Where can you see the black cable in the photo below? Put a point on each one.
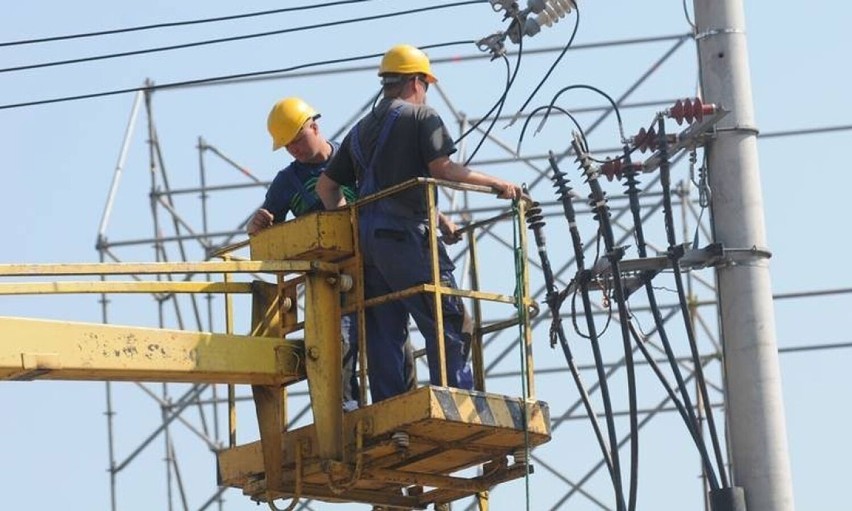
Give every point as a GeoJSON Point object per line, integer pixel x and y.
{"type": "Point", "coordinates": [594, 89]}
{"type": "Point", "coordinates": [175, 23]}
{"type": "Point", "coordinates": [674, 256]}
{"type": "Point", "coordinates": [555, 62]}
{"type": "Point", "coordinates": [582, 279]}
{"type": "Point", "coordinates": [536, 224]}
{"type": "Point", "coordinates": [234, 38]}
{"type": "Point", "coordinates": [510, 79]}
{"type": "Point", "coordinates": [614, 254]}
{"type": "Point", "coordinates": [549, 107]}
{"type": "Point", "coordinates": [686, 408]}
{"type": "Point", "coordinates": [215, 79]}
{"type": "Point", "coordinates": [499, 105]}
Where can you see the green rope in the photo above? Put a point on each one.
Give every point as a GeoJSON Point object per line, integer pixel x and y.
{"type": "Point", "coordinates": [518, 223]}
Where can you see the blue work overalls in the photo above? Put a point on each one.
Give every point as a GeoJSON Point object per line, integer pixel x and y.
{"type": "Point", "coordinates": [349, 322]}
{"type": "Point", "coordinates": [395, 248]}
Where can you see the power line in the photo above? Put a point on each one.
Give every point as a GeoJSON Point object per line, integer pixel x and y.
{"type": "Point", "coordinates": [186, 83]}
{"type": "Point", "coordinates": [175, 23]}
{"type": "Point", "coordinates": [235, 38]}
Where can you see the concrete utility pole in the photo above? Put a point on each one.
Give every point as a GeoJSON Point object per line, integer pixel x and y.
{"type": "Point", "coordinates": [757, 430]}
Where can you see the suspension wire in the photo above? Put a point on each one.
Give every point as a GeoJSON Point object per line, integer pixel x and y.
{"type": "Point", "coordinates": [557, 332]}
{"type": "Point", "coordinates": [517, 224]}
{"type": "Point", "coordinates": [175, 23]}
{"type": "Point", "coordinates": [214, 79]}
{"type": "Point", "coordinates": [591, 88]}
{"type": "Point", "coordinates": [549, 108]}
{"type": "Point", "coordinates": [582, 282]}
{"type": "Point", "coordinates": [498, 104]}
{"type": "Point", "coordinates": [674, 256]}
{"type": "Point", "coordinates": [686, 408]}
{"type": "Point", "coordinates": [552, 66]}
{"type": "Point", "coordinates": [235, 38]}
{"type": "Point", "coordinates": [510, 79]}
{"type": "Point", "coordinates": [614, 255]}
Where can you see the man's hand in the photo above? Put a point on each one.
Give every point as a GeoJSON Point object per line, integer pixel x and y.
{"type": "Point", "coordinates": [507, 190]}
{"type": "Point", "coordinates": [260, 221]}
{"type": "Point", "coordinates": [448, 229]}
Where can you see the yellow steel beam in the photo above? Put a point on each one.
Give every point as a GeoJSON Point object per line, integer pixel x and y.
{"type": "Point", "coordinates": [59, 350]}
{"type": "Point", "coordinates": [67, 287]}
{"type": "Point", "coordinates": [30, 270]}
{"type": "Point", "coordinates": [324, 360]}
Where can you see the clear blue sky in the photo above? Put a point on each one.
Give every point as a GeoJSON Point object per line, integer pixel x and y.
{"type": "Point", "coordinates": [58, 161]}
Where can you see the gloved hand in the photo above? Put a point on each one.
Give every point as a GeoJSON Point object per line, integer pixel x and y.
{"type": "Point", "coordinates": [261, 220]}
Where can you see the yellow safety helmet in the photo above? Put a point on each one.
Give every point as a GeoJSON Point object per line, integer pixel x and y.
{"type": "Point", "coordinates": [286, 119]}
{"type": "Point", "coordinates": [405, 59]}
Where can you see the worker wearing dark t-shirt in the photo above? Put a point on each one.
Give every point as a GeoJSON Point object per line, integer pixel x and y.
{"type": "Point", "coordinates": [403, 138]}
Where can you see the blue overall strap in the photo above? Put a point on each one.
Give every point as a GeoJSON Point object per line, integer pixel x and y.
{"type": "Point", "coordinates": [368, 183]}
{"type": "Point", "coordinates": [309, 197]}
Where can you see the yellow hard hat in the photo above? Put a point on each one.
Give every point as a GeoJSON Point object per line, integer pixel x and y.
{"type": "Point", "coordinates": [405, 59]}
{"type": "Point", "coordinates": [286, 119]}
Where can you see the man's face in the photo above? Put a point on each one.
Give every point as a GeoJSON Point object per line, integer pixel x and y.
{"type": "Point", "coordinates": [307, 146]}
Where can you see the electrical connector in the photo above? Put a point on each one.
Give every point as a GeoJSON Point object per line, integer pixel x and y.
{"type": "Point", "coordinates": [547, 12]}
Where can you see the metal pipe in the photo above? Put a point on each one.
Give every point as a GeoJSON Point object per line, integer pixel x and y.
{"type": "Point", "coordinates": [758, 433]}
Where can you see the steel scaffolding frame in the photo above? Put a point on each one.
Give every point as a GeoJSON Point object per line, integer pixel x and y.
{"type": "Point", "coordinates": [207, 399]}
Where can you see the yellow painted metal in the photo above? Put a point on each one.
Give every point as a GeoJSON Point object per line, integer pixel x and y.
{"type": "Point", "coordinates": [437, 303]}
{"type": "Point", "coordinates": [476, 356]}
{"type": "Point", "coordinates": [51, 288]}
{"type": "Point", "coordinates": [341, 457]}
{"type": "Point", "coordinates": [323, 360]}
{"type": "Point", "coordinates": [60, 350]}
{"type": "Point", "coordinates": [325, 236]}
{"type": "Point", "coordinates": [449, 430]}
{"type": "Point", "coordinates": [232, 393]}
{"type": "Point", "coordinates": [525, 293]}
{"type": "Point", "coordinates": [43, 270]}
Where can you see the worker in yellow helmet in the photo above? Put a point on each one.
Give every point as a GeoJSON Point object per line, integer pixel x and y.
{"type": "Point", "coordinates": [292, 124]}
{"type": "Point", "coordinates": [403, 138]}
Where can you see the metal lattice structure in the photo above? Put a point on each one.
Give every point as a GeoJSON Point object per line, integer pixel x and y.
{"type": "Point", "coordinates": [570, 469]}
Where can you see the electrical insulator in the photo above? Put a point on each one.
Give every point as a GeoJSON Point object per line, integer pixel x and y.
{"type": "Point", "coordinates": [502, 5]}
{"type": "Point", "coordinates": [690, 110]}
{"type": "Point", "coordinates": [615, 169]}
{"type": "Point", "coordinates": [611, 169]}
{"type": "Point", "coordinates": [547, 12]}
{"type": "Point", "coordinates": [645, 140]}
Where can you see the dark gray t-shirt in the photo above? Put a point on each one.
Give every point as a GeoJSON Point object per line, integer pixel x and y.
{"type": "Point", "coordinates": [418, 137]}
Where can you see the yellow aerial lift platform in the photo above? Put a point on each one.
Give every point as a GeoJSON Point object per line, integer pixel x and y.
{"type": "Point", "coordinates": [432, 445]}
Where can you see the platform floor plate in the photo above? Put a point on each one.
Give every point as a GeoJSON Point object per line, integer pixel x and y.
{"type": "Point", "coordinates": [459, 443]}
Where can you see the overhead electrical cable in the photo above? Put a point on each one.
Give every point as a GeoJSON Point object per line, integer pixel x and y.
{"type": "Point", "coordinates": [215, 79]}
{"type": "Point", "coordinates": [175, 24]}
{"type": "Point", "coordinates": [235, 38]}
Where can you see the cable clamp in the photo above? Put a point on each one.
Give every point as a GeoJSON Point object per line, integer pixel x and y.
{"type": "Point", "coordinates": [718, 31]}
{"type": "Point", "coordinates": [745, 256]}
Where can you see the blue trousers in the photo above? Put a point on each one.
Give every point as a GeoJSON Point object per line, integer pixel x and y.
{"type": "Point", "coordinates": [349, 337]}
{"type": "Point", "coordinates": [396, 256]}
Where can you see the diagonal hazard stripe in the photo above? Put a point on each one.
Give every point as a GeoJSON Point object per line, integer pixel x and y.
{"type": "Point", "coordinates": [477, 408]}
{"type": "Point", "coordinates": [448, 405]}
{"type": "Point", "coordinates": [483, 409]}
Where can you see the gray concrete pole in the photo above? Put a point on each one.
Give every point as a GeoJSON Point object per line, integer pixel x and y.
{"type": "Point", "coordinates": [755, 407]}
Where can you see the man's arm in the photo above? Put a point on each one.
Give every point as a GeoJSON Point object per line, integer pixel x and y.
{"type": "Point", "coordinates": [444, 168]}
{"type": "Point", "coordinates": [261, 220]}
{"type": "Point", "coordinates": [329, 191]}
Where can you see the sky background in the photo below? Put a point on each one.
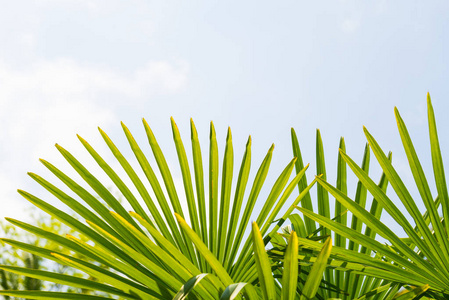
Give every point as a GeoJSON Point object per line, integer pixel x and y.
{"type": "Point", "coordinates": [259, 67]}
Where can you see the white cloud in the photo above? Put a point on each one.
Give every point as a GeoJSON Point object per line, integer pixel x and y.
{"type": "Point", "coordinates": [50, 101]}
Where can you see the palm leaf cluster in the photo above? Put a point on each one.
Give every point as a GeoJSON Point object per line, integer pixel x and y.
{"type": "Point", "coordinates": [163, 249]}
{"type": "Point", "coordinates": [421, 259]}
{"type": "Point", "coordinates": [151, 252]}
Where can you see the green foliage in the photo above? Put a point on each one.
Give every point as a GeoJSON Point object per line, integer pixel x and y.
{"type": "Point", "coordinates": [192, 241]}
{"type": "Point", "coordinates": [420, 259]}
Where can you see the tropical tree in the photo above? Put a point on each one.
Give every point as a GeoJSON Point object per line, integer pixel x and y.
{"type": "Point", "coordinates": [420, 259]}
{"type": "Point", "coordinates": [161, 250]}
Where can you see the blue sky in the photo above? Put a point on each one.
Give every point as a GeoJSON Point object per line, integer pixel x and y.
{"type": "Point", "coordinates": [67, 67]}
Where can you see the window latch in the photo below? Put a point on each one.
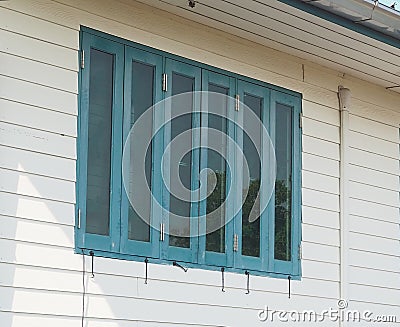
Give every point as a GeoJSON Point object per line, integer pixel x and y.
{"type": "Point", "coordinates": [83, 59]}
{"type": "Point", "coordinates": [79, 218]}
{"type": "Point", "coordinates": [165, 82]}
{"type": "Point", "coordinates": [237, 102]}
{"type": "Point", "coordinates": [236, 243]}
{"type": "Point", "coordinates": [162, 232]}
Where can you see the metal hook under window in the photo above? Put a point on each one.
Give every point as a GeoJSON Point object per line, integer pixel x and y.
{"type": "Point", "coordinates": [248, 281]}
{"type": "Point", "coordinates": [223, 279]}
{"type": "Point", "coordinates": [178, 265]}
{"type": "Point", "coordinates": [146, 261]}
{"type": "Point", "coordinates": [91, 253]}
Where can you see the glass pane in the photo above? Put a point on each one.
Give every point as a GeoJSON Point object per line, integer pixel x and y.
{"type": "Point", "coordinates": [251, 229]}
{"type": "Point", "coordinates": [180, 124]}
{"type": "Point", "coordinates": [99, 143]}
{"type": "Point", "coordinates": [215, 241]}
{"type": "Point", "coordinates": [142, 99]}
{"type": "Point", "coordinates": [283, 185]}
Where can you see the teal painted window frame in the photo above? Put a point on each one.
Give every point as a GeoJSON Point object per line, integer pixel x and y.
{"type": "Point", "coordinates": [117, 244]}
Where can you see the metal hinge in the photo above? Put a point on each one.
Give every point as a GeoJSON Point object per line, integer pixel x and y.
{"type": "Point", "coordinates": [165, 82]}
{"type": "Point", "coordinates": [79, 218]}
{"type": "Point", "coordinates": [162, 232]}
{"type": "Point", "coordinates": [83, 59]}
{"type": "Point", "coordinates": [237, 102]}
{"type": "Point", "coordinates": [236, 243]}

-------------------------

Reproducing the whole listing above is not the task. Copy exactly only the lines from the one with "Where can you see the yellow safety" to the one with "Where can you see the electrical connector", both kept.

**TASK OUTPUT:**
Where can you see the yellow safety helmet in the photo above? Put a point on each one.
Give every point as a GeoJSON Point object per line, integer pixel x and y.
{"type": "Point", "coordinates": [286, 119]}
{"type": "Point", "coordinates": [405, 59]}
Where can you see the worker wearing dark t-shirt in the photo above? Put a point on each one.
Give every point as a GeoJSON Point object per line, integer pixel x and y.
{"type": "Point", "coordinates": [403, 138]}
Where can you see the blue overall strap in the photo above? Put a point on each one.
Give every point as a GeoJSON Point object per line, integer pixel x and y.
{"type": "Point", "coordinates": [368, 183]}
{"type": "Point", "coordinates": [309, 197]}
Where can you see the yellow hard hat in the photo above? Put a point on each one.
Give every point as a GeoJSON Point object per line, integer pixel x and y.
{"type": "Point", "coordinates": [405, 59]}
{"type": "Point", "coordinates": [286, 119]}
Where can you see the man's face in the photo above? Put a point on each one.
Give every point as a GeoJSON Point object per line, integer pixel x and y.
{"type": "Point", "coordinates": [307, 146]}
Where can you see the electrical connector in the photo above? Put a point on each one.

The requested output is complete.